[START OF DATA RECORDS]

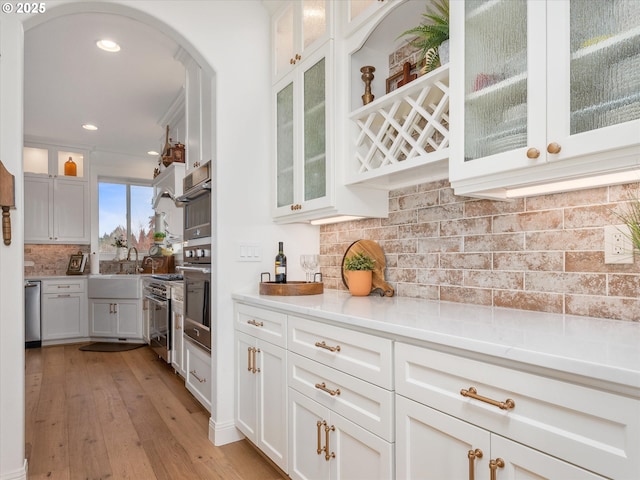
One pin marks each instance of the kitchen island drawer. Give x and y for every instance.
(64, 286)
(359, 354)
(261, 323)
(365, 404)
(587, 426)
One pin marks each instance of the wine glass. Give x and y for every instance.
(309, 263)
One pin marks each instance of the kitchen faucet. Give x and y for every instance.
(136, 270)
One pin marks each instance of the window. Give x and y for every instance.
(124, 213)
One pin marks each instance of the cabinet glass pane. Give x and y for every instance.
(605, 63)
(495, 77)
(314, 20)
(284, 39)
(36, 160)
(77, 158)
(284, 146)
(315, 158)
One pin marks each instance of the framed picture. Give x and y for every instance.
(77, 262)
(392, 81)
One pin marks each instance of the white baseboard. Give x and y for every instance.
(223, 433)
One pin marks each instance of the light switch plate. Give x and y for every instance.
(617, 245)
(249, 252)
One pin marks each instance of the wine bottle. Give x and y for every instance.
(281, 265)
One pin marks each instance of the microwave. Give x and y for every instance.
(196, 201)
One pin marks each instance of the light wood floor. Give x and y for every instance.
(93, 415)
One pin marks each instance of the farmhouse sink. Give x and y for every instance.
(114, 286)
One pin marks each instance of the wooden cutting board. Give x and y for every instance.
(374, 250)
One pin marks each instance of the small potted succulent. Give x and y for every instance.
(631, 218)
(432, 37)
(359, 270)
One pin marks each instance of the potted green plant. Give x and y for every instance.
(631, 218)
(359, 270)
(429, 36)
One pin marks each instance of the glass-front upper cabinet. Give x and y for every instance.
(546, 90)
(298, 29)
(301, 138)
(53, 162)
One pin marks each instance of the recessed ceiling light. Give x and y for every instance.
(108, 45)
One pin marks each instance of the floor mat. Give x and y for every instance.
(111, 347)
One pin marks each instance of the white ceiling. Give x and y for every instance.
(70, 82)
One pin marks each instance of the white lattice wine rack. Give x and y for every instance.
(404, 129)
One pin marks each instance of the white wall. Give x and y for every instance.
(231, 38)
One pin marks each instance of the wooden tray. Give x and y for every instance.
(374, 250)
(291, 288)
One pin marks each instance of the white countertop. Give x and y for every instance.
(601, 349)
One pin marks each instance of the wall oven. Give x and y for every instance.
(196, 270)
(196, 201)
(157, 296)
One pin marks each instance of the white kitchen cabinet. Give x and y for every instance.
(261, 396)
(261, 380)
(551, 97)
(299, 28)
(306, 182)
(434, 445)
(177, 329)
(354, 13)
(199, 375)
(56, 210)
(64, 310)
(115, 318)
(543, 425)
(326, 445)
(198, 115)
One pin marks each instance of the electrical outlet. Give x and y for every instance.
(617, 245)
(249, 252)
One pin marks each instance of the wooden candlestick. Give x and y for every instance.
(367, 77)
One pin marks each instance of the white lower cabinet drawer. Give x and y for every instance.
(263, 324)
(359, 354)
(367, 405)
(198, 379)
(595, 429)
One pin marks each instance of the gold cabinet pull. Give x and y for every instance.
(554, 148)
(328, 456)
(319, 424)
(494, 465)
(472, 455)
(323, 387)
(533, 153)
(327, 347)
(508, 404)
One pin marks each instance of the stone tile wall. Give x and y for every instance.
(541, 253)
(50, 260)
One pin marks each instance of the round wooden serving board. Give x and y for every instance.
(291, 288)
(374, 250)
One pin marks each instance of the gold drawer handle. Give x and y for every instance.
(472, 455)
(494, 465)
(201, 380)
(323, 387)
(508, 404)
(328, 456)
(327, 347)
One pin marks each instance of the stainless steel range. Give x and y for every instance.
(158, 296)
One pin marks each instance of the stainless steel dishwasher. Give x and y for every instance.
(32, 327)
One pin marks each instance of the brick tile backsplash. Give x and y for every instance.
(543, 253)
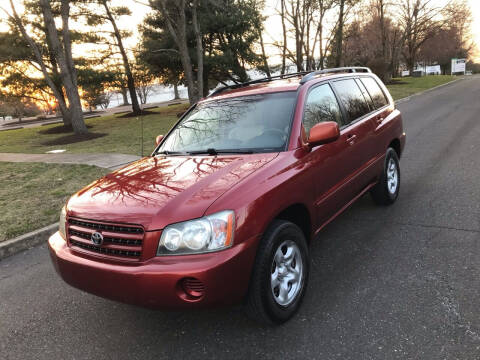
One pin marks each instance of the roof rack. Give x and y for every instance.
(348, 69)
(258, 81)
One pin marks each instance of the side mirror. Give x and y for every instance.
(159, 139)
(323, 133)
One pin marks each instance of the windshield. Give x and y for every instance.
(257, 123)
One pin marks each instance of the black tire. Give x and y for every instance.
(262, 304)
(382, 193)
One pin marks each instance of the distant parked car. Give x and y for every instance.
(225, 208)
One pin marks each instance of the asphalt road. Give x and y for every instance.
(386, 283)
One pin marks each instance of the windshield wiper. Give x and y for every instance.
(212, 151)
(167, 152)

[END OF DATA RECORDS]

*INSTRUCTIONS TO FOLLOW*
Print exactly the lines above, starting at the line that contains "One pin marks each instance of the side" and ending with the last line of the records, both included.

*TASK RESULT*
One pin marks each instance of the side mirror. Give x and y for every instance.
(159, 139)
(323, 133)
One pin marks each instance of the windshield. Give x and y for every instance.
(257, 123)
One pin marks each instance of the black tire. Give x and y for every instance.
(262, 304)
(382, 193)
One pin marks each instance of the distant parked car. Give x and y for every instance.
(225, 208)
One pin marks each instance of the asphalt road. Give x and y for every instance.
(386, 283)
One pin marks each instance of the windshield wiper. Give x and y for every instance.
(212, 151)
(167, 152)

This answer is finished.